## 課題
(1) 悪態と握力に関する抜粋文の「一方、「悪態をつくことで自分」から「まだ明確にはなっていません。」までを、一字も変えずに書き写しなさい。
(2) 悪態と握力に関する抜粋文によると、今回の研究では悪態によって握力がおよそどれだけ高まることが再確認されましたか。
(3) 悪態と握力に関する抜粋文を、最後の文のあとから引き継いで書き進めなさい。

研究チームは当初、「悪態による力の増加はミスを気にしなくなるために起こるかもしれない」と考えていましたが、今回の結果から、その説明は難しいことがわかりました。
つまり、悪態によって握力が高まる現象は、「脳がミスに対して鈍感になる」という仕組みとは異なる、別の原因によるものだと考えられるのです。
今回の研究から得られた重要な発見のひとつは、「悪態をつくと力が出る」という現象が偶然や気のせいではなく、科学的に確かなものであることを改めて証明できた点です。
これまでも同じような実験は行われていましたが、今回の研究でも結果が再現され、悪態によって握力が約1.4kgほど高まることが再確認されました。
科学の世界では、一度の実験結果だけではまだ確かなこととは言えず、別の研究者が同じ実験をして同じ結果を出すこと(追試)がとても重要です。
今回の研究がその追試に成功したことで、「悪態が身体能力を一時的に高める効果がある」という考え方がさらに強く支持されることになりました。
もう一つの新たな発見として、悪態をついた時に参加者の感情や意欲がはっきりと高まることが示された点があります。
研究で使われた「BASドライブ(行動を起こそうとする心の推進力)」という指標は、「何かに積極的に取り組みたい」「目標に向かって頑張りたい」という気持ちの強さを示しています。
例えばスポーツ選手が試合前に自分に向かって「よし、絶対に勝つぞ!」と声を出して気合を入れるとき、実は同じような心のメカニズムが働いています。
今回の実験結果は、悪態をつくことが心の中の「やる気スイッチ」を一時的に強く押し、前向きな気持ちや強い意欲を生み出すことを示しています。
これは単に気分が盛り上がるだけでなく、実際に行動するためのエネルギーや積極性が具体的に高まることを科学的に証明した重要な結果です。
一方、「悪態をつくことで自分自身のミスや失敗への注意力が低下し、結果的に行動しやすくなる」という予想は否定されたことになります。
つまり、悪態で握力が上がるのは「ミスを気にしなくなるから」ではなく、それとは別の仕組みが働いている可能性が高いということです。
例えば、「気持ちが高ぶって集中力が増す」「感情が盛り上がって一時的に体が緊張しやすくなる」など、別の理由が考えられますが、この詳しい仕組みについては今回の研究だけではまだ明確にはなっていません。

## 提供資料
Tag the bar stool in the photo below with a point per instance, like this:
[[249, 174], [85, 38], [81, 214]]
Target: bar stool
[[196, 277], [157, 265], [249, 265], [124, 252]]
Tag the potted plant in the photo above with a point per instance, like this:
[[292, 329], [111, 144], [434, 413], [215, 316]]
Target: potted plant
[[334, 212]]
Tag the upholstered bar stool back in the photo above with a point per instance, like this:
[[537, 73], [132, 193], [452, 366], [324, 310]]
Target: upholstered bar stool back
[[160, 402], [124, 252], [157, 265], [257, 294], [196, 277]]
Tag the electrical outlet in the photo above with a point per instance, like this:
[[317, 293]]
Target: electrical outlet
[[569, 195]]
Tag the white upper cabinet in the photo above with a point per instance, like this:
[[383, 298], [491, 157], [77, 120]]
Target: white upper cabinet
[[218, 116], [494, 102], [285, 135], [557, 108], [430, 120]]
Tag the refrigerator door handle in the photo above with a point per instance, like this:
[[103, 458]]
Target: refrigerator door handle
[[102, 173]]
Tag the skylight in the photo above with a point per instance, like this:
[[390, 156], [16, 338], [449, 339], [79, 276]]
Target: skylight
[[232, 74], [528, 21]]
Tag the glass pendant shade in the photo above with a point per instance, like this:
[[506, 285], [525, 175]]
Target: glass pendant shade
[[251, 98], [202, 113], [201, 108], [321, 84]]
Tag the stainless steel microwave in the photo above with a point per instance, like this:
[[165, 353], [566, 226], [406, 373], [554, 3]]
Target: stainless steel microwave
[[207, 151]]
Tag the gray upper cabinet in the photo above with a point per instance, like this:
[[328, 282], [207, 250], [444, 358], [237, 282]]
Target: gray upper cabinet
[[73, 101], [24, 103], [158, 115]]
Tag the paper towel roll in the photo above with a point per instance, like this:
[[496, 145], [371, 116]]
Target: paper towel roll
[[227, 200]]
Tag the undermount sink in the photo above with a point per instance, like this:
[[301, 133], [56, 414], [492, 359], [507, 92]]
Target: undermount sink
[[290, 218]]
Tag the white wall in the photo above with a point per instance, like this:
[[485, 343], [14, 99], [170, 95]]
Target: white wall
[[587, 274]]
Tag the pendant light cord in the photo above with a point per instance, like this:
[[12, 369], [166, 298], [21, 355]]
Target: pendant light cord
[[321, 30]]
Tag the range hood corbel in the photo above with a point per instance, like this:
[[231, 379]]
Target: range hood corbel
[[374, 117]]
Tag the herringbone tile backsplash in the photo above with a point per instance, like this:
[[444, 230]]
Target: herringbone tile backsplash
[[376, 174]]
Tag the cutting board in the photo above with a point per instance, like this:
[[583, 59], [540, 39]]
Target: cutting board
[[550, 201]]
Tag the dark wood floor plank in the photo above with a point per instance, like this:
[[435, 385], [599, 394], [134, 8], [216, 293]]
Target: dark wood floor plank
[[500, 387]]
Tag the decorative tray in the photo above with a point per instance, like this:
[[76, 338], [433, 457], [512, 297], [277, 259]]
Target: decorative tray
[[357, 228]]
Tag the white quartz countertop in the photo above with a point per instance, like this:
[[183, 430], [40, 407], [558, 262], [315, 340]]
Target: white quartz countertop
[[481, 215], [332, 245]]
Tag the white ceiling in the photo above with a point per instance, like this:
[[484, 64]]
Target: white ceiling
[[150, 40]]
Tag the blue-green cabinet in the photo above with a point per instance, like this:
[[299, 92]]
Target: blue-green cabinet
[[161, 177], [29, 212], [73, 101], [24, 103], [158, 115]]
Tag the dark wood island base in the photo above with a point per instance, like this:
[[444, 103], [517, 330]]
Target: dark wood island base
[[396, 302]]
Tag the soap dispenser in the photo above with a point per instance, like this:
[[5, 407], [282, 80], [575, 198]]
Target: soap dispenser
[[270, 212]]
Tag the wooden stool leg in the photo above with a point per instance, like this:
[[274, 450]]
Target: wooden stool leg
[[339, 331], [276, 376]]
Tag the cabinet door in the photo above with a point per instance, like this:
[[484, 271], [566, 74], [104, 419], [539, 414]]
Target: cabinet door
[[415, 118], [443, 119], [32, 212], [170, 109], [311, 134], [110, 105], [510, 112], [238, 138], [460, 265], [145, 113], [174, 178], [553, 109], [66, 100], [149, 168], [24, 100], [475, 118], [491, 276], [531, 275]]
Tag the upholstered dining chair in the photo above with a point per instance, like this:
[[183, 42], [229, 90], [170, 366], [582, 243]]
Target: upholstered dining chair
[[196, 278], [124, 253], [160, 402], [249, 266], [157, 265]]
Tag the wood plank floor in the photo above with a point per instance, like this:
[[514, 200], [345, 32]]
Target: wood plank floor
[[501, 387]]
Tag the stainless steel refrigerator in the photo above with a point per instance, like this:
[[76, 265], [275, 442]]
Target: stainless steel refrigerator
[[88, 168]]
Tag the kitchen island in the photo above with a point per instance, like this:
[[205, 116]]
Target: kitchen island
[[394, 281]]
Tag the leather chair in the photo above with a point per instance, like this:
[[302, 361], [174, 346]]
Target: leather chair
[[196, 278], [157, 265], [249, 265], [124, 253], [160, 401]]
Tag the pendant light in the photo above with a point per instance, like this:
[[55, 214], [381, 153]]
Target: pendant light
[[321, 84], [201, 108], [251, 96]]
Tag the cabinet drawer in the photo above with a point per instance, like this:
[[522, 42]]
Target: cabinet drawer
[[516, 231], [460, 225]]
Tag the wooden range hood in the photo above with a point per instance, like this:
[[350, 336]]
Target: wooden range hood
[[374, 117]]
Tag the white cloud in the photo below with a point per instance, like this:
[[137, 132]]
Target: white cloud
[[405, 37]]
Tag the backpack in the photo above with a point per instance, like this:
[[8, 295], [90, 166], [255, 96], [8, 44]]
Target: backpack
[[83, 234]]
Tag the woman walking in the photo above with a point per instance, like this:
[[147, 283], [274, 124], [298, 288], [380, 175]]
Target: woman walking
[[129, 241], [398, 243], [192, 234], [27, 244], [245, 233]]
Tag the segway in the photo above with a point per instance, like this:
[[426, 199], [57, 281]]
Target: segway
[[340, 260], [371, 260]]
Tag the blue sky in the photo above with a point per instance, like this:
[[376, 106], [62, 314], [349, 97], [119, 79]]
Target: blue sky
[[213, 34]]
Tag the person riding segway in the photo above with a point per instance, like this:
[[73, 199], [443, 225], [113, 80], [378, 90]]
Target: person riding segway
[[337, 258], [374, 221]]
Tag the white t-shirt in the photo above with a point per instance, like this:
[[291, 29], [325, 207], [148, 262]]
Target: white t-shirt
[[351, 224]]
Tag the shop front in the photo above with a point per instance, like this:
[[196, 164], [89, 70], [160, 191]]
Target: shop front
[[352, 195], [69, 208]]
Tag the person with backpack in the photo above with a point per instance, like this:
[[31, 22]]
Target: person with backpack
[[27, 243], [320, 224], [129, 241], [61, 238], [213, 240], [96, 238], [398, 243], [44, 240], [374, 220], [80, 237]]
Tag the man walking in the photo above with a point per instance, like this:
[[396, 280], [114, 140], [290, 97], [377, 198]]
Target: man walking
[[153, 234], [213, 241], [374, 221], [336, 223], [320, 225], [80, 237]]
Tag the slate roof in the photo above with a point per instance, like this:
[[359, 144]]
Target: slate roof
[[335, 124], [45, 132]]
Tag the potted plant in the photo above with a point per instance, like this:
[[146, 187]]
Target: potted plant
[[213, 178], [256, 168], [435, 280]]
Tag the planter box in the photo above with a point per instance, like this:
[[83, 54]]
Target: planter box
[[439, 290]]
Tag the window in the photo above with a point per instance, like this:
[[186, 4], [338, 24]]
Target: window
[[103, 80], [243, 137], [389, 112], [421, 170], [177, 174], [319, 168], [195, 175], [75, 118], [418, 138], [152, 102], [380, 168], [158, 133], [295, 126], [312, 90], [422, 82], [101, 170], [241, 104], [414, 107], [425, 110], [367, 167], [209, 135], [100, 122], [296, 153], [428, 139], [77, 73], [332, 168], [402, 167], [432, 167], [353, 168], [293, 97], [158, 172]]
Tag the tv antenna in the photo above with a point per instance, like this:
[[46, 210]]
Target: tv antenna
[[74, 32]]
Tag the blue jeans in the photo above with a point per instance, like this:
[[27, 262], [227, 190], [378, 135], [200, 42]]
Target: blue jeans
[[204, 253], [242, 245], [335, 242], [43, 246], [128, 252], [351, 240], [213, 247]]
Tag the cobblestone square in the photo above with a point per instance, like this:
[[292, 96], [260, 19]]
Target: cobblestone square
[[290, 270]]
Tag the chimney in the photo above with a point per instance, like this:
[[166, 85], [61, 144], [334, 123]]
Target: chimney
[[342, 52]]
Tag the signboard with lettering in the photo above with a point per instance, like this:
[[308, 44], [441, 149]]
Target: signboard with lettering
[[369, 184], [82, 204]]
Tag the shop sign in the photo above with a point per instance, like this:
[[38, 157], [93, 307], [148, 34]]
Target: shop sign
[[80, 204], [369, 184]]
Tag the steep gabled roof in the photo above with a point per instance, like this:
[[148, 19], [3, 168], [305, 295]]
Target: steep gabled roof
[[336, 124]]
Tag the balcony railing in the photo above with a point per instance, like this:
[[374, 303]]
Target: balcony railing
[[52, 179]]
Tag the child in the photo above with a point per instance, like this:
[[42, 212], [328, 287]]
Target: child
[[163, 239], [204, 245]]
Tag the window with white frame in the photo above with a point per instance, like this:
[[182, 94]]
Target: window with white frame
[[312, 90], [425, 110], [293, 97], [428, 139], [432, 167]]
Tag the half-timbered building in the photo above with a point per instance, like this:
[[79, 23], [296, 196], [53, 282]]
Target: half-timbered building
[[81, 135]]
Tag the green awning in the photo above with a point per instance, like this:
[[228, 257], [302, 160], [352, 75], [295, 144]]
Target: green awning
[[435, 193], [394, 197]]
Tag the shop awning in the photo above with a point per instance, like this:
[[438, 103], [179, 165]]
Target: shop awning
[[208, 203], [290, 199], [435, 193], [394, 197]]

## 解答
(1)
一方、「悪態をつくことで自分自身のミスや失敗への注意力が低下し、結果的に行動しやすくなる」という予想は否定されたことになります。
つまり、悪態で握力が上がるのは「ミスを気にしなくなるから」ではなく、それとは別の仕組みが働いている可能性が高いということです。
例えば、「気持ちが高ぶって集中力が増す」「感情が盛り上がって一時的に体が緊張しやすくなる」など、別の理由が考えられますが、この詳しい仕組みについては今回の研究だけではまだ明確にはなっていません。

(2) 約1.4kg高まることが再確認されました。

(3)
もうひとつ、今回の研究で残された重要な課題は、この「悪態による効果」がどのくらい長く続くのか、また、どんな場面でも同じように効果が出るのかという点です。
今回の実験では、悪態の後すぐに握力を測りましたが、時間が経った後でも同じように効果が持続するのかはまだ分かっていません。
研究チームは、実験で使った課題の時間が長すぎて効果が薄れた可能性があるとして、「より短い時間で脳の反応を測定すれば違う結果が得られるかもしれない」と指摘しています。
今後、さらに詳しい実験を重ねて、効果の持続時間や、スポーツや勉強など他のさまざまな場面での効果を検証することが必要になるでしょう。
この研究は、「悪態=百害あって一利なし」と考えがちな私たちに新しい視点を与えています。
ネガティブに見える言葉でも、人の力や感情を動かすポジティブな一面を持つ場合があるのです。
言い換えれば、言葉は単なる音や意味以上の力を持ち、使い方次第で一瞬だけ“心のエネルギー増幅剤”になり得るのです。
まさに「悪態も使いよう」と言えるでしょう。
もし今後、ここぞという勝負どころに立ったとき、(他人に迷惑をかけない範囲で)短時間だけ悪態をついて気合を入れてみるのも面白いかもしれません。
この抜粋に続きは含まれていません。